Stated problem>
Convert the material from the line containing "Where can the helmet" through the last line of the material into a JSON list of strings, with one string per line and no blank lines.

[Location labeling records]
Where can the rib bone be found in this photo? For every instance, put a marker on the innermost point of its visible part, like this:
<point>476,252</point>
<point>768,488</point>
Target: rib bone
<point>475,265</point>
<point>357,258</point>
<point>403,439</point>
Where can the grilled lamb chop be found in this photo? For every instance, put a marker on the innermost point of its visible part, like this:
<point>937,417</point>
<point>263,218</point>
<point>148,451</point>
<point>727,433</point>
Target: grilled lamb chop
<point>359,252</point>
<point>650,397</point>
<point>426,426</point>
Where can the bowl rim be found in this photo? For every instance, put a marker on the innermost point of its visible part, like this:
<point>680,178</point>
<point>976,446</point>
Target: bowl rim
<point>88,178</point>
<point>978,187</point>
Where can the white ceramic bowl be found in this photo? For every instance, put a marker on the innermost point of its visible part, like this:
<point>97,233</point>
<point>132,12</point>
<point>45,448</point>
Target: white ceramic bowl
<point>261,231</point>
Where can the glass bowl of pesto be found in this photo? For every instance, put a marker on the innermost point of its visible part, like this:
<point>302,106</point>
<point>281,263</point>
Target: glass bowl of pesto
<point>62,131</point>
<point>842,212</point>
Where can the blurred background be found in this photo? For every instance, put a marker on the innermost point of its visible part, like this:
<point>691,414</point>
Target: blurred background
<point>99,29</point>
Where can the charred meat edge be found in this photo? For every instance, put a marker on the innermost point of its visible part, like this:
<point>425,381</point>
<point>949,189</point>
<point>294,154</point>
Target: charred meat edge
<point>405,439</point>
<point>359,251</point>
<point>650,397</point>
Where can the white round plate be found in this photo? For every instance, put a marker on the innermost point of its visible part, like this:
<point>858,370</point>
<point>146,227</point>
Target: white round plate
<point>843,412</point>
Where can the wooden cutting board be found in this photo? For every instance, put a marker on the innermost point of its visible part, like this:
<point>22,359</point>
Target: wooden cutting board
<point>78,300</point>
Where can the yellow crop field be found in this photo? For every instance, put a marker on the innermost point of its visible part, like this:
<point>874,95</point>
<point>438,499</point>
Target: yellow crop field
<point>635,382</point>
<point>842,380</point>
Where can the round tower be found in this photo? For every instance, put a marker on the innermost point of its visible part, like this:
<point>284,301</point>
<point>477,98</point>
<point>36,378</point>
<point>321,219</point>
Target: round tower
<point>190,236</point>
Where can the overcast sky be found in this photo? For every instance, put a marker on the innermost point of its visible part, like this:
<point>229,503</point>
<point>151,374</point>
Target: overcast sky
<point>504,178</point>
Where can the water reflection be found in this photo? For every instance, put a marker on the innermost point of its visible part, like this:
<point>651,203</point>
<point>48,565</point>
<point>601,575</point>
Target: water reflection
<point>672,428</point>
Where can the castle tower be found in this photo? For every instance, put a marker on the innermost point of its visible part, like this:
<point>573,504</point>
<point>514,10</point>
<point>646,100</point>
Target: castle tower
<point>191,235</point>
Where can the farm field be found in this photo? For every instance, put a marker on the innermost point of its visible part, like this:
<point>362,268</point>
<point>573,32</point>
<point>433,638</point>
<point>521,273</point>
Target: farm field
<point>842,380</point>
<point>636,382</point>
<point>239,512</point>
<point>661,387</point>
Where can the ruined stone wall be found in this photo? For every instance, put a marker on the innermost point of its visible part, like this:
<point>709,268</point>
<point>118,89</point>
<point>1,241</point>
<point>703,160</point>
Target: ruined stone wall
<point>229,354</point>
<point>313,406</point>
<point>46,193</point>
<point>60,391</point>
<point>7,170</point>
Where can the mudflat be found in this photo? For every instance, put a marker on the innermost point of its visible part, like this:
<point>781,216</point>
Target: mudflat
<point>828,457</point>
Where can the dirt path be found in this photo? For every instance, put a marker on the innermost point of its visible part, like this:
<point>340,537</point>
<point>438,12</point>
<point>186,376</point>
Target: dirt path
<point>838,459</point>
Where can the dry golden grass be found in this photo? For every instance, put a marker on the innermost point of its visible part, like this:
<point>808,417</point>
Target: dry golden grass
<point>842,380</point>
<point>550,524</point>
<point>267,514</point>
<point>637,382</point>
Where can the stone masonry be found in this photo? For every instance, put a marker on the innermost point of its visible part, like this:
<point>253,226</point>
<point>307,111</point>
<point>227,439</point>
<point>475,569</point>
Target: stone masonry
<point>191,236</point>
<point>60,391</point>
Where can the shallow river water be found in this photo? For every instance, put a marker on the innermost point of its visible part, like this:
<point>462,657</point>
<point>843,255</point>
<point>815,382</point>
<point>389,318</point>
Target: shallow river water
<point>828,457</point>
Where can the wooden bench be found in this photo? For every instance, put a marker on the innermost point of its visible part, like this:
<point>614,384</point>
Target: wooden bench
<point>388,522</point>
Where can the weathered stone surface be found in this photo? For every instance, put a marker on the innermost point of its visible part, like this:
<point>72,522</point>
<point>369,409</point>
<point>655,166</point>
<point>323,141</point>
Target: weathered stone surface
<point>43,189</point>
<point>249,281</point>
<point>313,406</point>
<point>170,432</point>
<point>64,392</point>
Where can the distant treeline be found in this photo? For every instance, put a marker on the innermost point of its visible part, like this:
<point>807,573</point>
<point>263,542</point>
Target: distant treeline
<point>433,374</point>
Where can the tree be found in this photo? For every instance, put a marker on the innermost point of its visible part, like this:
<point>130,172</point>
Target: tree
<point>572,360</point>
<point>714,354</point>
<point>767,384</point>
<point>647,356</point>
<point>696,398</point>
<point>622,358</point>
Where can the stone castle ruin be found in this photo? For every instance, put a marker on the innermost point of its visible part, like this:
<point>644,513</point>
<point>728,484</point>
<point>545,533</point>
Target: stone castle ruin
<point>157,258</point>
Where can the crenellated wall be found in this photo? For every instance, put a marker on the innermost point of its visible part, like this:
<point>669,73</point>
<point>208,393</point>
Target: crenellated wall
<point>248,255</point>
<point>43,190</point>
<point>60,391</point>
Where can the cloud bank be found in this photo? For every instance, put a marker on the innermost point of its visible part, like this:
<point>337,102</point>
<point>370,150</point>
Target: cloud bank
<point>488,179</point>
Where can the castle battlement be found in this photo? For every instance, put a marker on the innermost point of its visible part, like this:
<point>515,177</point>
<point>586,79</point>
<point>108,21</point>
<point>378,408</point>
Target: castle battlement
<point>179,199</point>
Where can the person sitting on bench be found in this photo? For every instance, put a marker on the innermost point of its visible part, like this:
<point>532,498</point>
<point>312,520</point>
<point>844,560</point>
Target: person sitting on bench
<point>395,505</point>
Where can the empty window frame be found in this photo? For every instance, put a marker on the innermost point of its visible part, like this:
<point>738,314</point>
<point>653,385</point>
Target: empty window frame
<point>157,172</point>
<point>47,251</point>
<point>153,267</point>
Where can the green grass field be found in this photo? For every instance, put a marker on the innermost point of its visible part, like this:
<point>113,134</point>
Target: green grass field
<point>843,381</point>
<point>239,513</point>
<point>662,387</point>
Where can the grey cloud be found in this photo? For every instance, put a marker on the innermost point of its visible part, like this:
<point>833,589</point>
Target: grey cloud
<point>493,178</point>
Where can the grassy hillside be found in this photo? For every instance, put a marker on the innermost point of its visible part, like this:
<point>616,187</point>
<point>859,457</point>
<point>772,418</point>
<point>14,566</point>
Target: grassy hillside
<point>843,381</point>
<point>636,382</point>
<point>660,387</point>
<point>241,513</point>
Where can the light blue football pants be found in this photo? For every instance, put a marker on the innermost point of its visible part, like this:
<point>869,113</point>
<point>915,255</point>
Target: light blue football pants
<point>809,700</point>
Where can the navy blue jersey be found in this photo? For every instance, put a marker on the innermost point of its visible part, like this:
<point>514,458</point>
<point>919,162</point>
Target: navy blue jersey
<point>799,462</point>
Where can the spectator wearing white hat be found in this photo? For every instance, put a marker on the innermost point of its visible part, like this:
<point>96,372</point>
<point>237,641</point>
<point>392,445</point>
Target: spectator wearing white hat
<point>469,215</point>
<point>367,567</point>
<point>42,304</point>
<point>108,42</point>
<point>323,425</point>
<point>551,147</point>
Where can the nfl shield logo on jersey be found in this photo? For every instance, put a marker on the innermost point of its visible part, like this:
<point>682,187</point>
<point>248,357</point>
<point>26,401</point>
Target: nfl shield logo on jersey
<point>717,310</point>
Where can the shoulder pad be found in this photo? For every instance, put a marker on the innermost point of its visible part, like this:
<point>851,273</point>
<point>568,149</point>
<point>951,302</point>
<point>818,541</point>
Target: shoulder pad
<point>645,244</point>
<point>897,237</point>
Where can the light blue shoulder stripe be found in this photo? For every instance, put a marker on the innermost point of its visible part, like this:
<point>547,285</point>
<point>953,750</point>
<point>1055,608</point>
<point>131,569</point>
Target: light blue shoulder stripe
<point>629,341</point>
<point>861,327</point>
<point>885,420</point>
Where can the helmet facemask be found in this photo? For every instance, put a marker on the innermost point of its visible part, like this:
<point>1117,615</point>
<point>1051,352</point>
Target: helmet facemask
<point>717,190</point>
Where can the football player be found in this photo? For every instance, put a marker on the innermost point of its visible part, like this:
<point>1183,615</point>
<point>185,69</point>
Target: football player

Result>
[
  "Where can the helmet facemask be found in this photo? For every instance, put a marker on the innermost point of its visible part, like this:",
  "<point>1117,615</point>",
  "<point>1051,352</point>",
  "Target: helmet facemask",
  "<point>717,190</point>",
  "Where can the football player be found in this photo? For every instance, put a marker on the innermost point of its visible part, like this:",
  "<point>1183,615</point>",
  "<point>185,69</point>",
  "Target: football player"
]